-------- EXERCISE MATERIALS

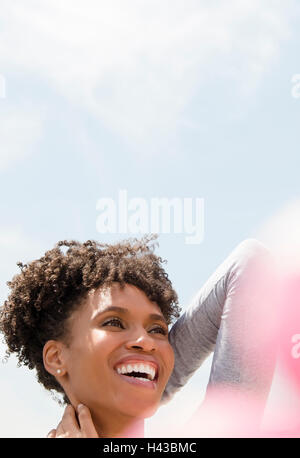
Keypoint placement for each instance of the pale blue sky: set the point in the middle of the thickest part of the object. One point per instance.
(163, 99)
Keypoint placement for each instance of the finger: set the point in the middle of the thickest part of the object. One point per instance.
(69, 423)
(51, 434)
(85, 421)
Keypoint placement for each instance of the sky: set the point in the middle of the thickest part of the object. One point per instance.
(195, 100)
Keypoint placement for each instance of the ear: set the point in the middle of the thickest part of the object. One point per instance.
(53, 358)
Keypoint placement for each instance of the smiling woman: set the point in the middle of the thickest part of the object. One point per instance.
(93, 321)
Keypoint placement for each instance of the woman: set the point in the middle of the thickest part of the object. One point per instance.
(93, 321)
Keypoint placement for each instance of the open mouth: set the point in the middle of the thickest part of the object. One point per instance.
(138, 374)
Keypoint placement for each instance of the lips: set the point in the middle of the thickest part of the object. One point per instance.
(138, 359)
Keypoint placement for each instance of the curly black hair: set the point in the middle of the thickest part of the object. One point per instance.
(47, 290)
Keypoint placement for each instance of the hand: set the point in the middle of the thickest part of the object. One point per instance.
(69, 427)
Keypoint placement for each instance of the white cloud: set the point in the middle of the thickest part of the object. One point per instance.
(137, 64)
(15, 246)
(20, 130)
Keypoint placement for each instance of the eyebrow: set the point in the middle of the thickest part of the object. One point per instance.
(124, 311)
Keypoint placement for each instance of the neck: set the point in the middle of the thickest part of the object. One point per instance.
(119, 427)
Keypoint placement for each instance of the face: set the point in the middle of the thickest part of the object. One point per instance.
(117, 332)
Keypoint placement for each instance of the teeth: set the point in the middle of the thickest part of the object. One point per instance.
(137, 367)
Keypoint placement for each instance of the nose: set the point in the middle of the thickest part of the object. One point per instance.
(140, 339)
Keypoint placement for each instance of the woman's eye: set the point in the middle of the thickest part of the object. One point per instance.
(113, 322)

----------------
-------- EXERCISE MATERIALS

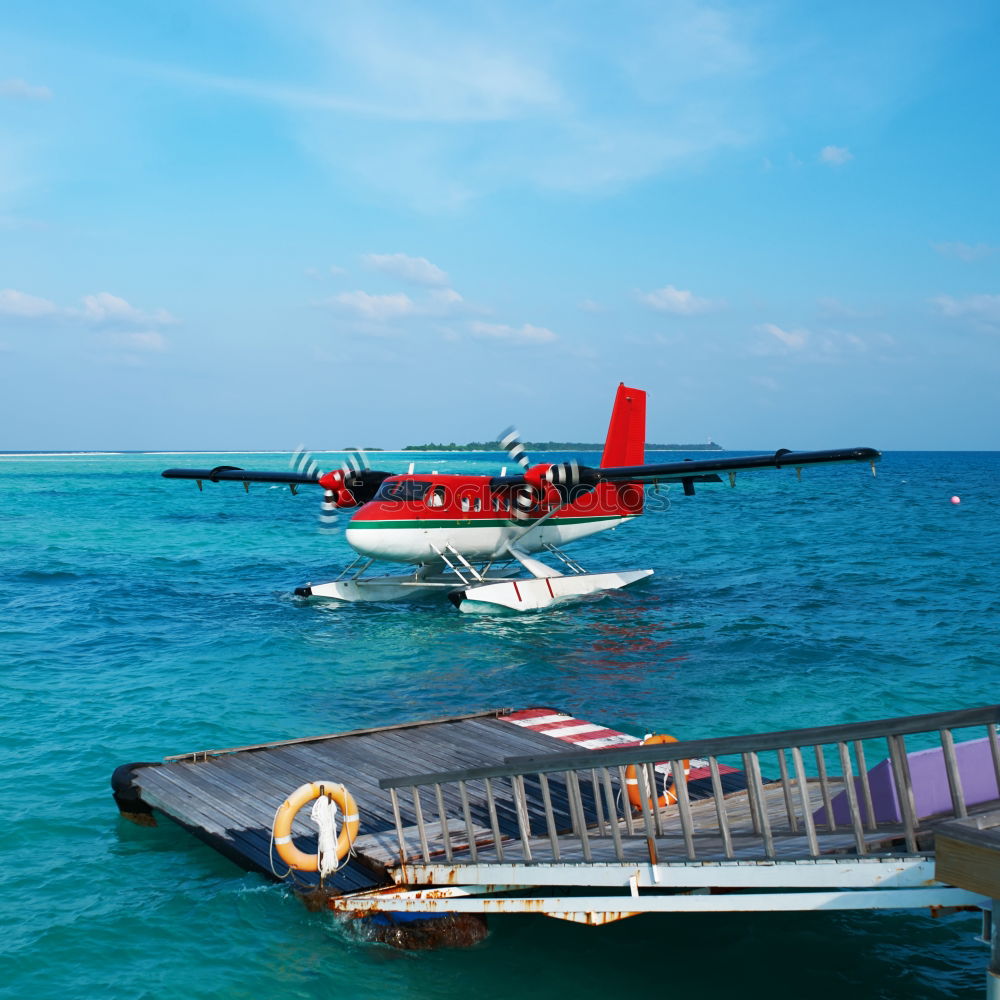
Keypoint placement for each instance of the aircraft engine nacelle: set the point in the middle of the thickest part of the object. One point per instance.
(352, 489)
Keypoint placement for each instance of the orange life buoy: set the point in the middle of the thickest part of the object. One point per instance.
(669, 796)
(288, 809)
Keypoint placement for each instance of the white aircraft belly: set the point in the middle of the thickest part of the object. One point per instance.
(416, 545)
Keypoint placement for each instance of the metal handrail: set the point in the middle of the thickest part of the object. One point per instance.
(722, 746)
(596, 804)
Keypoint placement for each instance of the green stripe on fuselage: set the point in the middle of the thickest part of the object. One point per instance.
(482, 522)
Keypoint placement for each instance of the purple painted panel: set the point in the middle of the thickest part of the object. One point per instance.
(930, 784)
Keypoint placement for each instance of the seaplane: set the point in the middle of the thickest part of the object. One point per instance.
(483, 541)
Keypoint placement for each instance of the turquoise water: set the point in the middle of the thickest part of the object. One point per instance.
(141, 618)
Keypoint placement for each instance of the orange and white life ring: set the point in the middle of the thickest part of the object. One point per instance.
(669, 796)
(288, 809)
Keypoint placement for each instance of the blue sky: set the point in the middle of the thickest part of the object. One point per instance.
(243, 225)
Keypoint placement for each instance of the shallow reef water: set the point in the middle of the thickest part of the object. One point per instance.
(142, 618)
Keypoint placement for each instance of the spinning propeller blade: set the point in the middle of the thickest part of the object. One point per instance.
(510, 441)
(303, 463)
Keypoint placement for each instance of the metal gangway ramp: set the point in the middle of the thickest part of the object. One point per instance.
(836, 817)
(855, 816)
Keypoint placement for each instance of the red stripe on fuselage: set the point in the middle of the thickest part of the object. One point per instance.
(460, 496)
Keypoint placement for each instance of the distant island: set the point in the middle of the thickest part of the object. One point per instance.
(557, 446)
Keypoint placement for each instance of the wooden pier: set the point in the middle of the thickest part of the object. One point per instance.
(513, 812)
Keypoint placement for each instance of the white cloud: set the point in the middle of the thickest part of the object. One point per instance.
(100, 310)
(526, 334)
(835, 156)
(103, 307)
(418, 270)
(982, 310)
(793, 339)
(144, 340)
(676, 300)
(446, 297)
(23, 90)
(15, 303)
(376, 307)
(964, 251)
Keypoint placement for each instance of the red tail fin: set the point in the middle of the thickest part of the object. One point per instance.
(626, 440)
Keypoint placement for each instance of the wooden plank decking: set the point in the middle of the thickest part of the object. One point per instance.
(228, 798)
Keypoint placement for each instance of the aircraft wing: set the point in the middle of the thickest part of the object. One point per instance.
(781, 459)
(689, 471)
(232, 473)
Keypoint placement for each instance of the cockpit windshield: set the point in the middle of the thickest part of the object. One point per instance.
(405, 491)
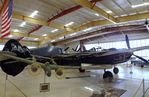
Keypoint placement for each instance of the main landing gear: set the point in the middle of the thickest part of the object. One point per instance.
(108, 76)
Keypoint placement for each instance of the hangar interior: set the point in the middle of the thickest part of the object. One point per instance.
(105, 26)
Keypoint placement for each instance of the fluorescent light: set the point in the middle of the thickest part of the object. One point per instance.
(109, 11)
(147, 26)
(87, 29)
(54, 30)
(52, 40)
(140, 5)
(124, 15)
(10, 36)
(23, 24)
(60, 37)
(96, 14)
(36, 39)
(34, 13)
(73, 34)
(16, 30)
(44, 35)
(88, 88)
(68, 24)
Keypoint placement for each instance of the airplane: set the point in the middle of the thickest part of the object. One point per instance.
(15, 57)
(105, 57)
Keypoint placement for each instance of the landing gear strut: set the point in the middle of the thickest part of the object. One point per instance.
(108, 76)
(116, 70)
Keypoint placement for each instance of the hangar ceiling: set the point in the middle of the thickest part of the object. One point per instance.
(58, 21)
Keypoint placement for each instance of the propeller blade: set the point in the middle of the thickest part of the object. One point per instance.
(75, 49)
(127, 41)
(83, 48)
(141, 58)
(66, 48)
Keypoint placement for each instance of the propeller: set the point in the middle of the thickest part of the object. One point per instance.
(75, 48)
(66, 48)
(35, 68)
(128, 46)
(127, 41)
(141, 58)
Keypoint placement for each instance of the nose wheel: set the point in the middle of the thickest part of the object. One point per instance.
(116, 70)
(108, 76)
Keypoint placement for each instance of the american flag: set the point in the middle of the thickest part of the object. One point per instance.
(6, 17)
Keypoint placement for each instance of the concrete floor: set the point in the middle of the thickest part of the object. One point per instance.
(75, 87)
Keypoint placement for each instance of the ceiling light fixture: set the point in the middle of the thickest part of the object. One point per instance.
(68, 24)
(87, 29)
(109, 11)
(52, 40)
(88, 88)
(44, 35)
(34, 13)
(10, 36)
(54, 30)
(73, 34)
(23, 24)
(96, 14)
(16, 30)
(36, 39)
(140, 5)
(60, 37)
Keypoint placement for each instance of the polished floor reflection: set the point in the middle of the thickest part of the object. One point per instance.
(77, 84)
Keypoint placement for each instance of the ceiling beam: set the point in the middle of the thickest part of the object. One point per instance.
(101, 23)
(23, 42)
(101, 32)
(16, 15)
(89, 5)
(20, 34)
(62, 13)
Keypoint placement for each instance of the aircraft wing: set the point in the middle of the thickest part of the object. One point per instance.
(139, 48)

----------------

AIM OF THE TASK -> Pull out every line in the records above that contains the word "wooden", matching case exactly.

TASK OUTPUT ->
Keypoint placement for each instance of the wooden pier: set the point in the middle of the thickest part of the object. One point per instance.
Keypoint placement for each instance of the wooden plank decking: set the point in the middle of the thickest part of the object. One point per instance.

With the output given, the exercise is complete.